Dataset records about object locations:

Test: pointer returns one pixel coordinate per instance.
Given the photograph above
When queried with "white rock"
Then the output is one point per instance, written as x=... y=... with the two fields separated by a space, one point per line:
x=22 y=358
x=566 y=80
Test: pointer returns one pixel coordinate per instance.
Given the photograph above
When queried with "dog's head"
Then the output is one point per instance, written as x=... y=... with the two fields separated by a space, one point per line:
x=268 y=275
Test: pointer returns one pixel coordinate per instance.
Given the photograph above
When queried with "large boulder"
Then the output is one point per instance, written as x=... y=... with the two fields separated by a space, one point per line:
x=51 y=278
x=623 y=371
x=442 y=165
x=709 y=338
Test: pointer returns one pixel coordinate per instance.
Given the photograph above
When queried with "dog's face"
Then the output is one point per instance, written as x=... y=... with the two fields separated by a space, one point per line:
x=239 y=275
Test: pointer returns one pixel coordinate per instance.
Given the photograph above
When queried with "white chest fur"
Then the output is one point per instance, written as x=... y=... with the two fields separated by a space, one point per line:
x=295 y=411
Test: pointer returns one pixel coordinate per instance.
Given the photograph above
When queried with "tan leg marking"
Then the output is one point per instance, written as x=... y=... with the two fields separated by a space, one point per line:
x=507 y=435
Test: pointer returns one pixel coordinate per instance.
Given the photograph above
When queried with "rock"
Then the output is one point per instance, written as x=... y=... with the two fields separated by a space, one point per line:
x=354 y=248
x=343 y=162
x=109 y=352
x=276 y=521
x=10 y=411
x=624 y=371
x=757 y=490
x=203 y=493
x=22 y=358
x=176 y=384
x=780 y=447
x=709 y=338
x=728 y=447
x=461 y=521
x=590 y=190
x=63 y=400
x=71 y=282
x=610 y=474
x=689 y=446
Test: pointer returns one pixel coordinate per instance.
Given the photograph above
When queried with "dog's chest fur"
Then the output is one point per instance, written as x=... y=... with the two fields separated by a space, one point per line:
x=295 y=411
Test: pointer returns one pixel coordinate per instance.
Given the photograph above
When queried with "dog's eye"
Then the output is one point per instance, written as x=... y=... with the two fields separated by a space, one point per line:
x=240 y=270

» What you are asked to do: Recast every line of the records above as a Markdown table with the columns Row and Line, numbering the rows and omitting blank lines.

» The answer:
| Row | Line |
|---|---|
| 1 | Test: pointer returns one pixel coordinate per instance. |
| 2 | Given the photograph above |
| 3 | When queried with "white rock" |
| 4 | Then the output is one point per instance, written as x=... y=... with the two fields separated by a space, one point per line: |
| 5 | x=22 y=358 |
| 6 | x=566 y=80 |
| 7 | Test: pointer returns one pixel coordinate per instance. |
| 8 | Given the photograph above |
| 9 | When queried with "dog's head" |
| 10 | Then the output is one point per instance, written as x=... y=... with the two fields separated by a space, one point per line: |
| 11 | x=268 y=275 |
| 12 | Test: pointer returns one pixel coordinate per instance. |
| 13 | Given the photograph above |
| 14 | When queried with "large boulder" |
| 15 | Then the output is one point per instance, written as x=... y=... with the two fields separated by a space, one point per line: |
| 16 | x=51 y=278 |
| 17 | x=623 y=371 |
| 18 | x=442 y=165 |
| 19 | x=709 y=338 |
| 20 | Test: pointer returns one pixel coordinate per instance. |
| 21 | Given the photograph above |
| 22 | When queried with "dog's face" |
| 23 | Then the output is one point per instance, written as x=... y=... with the two fields separated by a space, one point per line: |
| 24 | x=239 y=275 |
| 25 | Test: pointer returns one pixel coordinate per instance. |
| 26 | Given the photograph above |
| 27 | When queried with "white chest fur" |
| 28 | Then the output is one point per instance, written as x=... y=... with the two fields separated by a space, one point per line: |
| 29 | x=295 y=411 |
| 30 | Test: pointer returns one pixel coordinate per instance. |
| 31 | Given the photograph above |
| 32 | When queried with "tan leg marking" |
| 33 | Then the output is one point per instance, written as x=... y=... with the two fields separated by a space, one point per line: |
| 34 | x=507 y=435 |
| 35 | Test: pointer returns one pixel coordinate per instance. |
| 36 | Given the photograph above |
| 37 | When queried with "rock" |
| 38 | Then the output is one point per instance, written as x=... y=... with the two fields separated by a space, one point per line: |
| 39 | x=354 y=248 |
| 40 | x=343 y=162 |
| 41 | x=109 y=352 |
| 42 | x=276 y=521 |
| 43 | x=10 y=411 |
| 44 | x=624 y=371 |
| 45 | x=757 y=490 |
| 46 | x=203 y=493 |
| 47 | x=22 y=358 |
| 48 | x=176 y=384 |
| 49 | x=780 y=447 |
| 50 | x=709 y=338 |
| 51 | x=728 y=447 |
| 52 | x=461 y=521 |
| 53 | x=590 y=190 |
| 54 | x=63 y=400 |
| 55 | x=71 y=282 |
| 56 | x=610 y=474 |
| 57 | x=689 y=446 |
| 58 | Test: pointer returns one pixel coordinate per instance. |
| 59 | Given the photograph above |
| 60 | When queried with "dog's chest fur" |
| 61 | Then the output is one point per instance, written as x=... y=... with the two fields separated by a space, one point per line: |
| 62 | x=295 y=411 |
| 63 | Test: pointer returns one pixel coordinate per instance. |
| 64 | Given the photograph above |
| 65 | When queried with "dog's eye" |
| 66 | Then the output is one point per instance, written as x=... y=... with the two fields separated by a space, one point per line: |
| 67 | x=240 y=270 |